> **EXERCISE OBJECTIVE**:
The records that follow are to be transcribed in full, without their images.

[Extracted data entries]
= = = = = = =
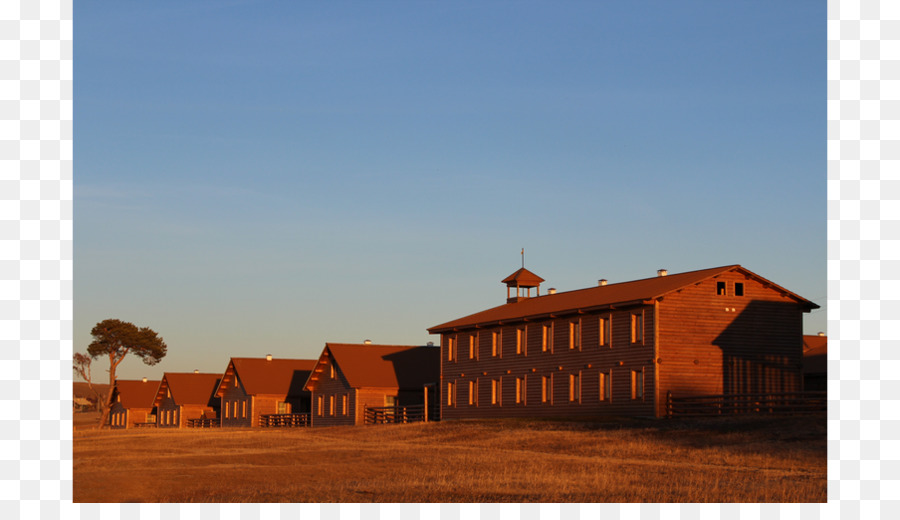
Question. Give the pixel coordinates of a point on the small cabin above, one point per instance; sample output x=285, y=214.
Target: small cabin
x=132, y=403
x=349, y=378
x=252, y=388
x=184, y=397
= = = = = = =
> **YOUR SOLUTION**:
Question. Give the pixel coordinates of a point on the small cabin above, one point per instance; sample output x=285, y=214.
Target: small cabin
x=132, y=403
x=349, y=378
x=252, y=388
x=184, y=397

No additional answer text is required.